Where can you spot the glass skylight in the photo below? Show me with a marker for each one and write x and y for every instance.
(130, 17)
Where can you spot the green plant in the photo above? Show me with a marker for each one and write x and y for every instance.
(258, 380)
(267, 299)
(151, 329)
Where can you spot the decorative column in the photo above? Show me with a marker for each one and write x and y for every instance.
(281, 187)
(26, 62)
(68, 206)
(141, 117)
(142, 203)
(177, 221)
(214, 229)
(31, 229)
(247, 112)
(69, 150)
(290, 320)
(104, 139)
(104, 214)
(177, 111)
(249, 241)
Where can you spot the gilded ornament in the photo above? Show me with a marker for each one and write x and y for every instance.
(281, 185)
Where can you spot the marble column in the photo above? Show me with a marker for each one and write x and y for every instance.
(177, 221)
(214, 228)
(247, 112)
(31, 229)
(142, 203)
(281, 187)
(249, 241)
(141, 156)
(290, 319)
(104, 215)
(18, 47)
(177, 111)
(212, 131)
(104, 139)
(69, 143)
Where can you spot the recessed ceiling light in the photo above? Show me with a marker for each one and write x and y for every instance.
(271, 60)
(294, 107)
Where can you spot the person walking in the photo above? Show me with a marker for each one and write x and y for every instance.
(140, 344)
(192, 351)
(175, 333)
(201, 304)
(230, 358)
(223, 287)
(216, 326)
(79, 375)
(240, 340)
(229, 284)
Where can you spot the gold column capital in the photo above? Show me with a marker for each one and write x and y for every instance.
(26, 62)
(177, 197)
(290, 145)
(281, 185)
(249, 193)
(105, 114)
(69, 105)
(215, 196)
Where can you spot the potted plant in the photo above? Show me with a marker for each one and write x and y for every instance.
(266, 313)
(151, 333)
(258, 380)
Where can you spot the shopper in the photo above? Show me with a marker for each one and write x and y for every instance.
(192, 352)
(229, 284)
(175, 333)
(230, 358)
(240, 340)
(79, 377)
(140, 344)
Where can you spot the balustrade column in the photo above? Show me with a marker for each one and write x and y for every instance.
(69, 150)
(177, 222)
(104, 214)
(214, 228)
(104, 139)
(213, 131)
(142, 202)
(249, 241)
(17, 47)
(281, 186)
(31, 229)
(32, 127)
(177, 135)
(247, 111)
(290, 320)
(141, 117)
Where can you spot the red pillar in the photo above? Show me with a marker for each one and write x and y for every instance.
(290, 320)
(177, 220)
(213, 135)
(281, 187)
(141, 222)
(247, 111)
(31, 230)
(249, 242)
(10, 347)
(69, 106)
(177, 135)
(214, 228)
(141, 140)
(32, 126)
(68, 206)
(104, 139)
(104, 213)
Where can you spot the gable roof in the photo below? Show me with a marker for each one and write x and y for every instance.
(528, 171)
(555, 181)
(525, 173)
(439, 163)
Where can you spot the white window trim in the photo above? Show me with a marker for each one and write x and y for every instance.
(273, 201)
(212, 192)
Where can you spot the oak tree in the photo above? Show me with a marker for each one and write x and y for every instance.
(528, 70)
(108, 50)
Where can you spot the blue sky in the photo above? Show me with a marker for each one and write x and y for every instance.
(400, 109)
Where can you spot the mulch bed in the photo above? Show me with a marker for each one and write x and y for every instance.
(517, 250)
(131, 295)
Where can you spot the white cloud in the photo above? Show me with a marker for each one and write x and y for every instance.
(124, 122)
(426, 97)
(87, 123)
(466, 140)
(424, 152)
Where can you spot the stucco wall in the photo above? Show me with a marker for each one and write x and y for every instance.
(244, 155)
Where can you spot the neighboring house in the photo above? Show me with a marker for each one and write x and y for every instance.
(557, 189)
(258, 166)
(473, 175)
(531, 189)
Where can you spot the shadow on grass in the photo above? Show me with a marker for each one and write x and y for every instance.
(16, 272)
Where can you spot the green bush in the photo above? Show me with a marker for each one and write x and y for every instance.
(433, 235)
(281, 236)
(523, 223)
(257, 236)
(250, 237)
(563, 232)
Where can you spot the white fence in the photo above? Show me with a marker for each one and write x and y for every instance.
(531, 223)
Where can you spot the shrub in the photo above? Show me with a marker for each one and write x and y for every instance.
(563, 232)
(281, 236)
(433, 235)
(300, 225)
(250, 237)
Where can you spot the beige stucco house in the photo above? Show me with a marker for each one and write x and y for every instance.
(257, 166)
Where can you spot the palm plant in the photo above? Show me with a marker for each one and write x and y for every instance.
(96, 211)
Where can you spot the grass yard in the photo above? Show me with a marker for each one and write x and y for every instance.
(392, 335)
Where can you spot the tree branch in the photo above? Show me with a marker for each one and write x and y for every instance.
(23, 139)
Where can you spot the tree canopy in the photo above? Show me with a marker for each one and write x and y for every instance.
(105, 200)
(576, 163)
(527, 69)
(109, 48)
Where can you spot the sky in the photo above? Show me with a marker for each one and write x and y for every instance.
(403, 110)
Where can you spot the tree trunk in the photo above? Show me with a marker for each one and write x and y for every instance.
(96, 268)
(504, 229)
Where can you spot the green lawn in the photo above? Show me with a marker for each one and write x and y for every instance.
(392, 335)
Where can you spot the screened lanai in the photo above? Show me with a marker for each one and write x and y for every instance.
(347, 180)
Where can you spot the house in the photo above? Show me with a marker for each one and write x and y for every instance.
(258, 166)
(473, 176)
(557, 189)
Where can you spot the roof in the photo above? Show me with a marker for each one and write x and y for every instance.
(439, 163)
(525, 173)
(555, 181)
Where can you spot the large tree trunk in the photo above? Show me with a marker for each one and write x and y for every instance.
+ + + +
● WRITTEN INSTRUCTION:
Please reproduce the rows starting with the one that contains "Where can you spot the green lawn" and going on through the last row, shifting every coordinate in the answers up by 131 and keeping all other wording in those rows unchanged.

● SOLUTION:
Where can you spot the green lawn in the photo above? Show me with a marker for each one and write x and y for every instance.
(523, 466)
Where can you spot the screened lanai in the photo above? Show me with a marker for each one and write x and y for every instance.
(478, 311)
Where can you spot the house in the photo above? Show me with a marker for each one and write x and y for every instance.
(389, 297)
(604, 307)
(688, 320)
Where can you spot the roof in the photo above? Show me with a marker for each one and write x and y for every instance.
(570, 294)
(656, 304)
(686, 312)
Where can you spot the large tree trunk in the photo above? Show me with a marker for each one and write x and y for every instance.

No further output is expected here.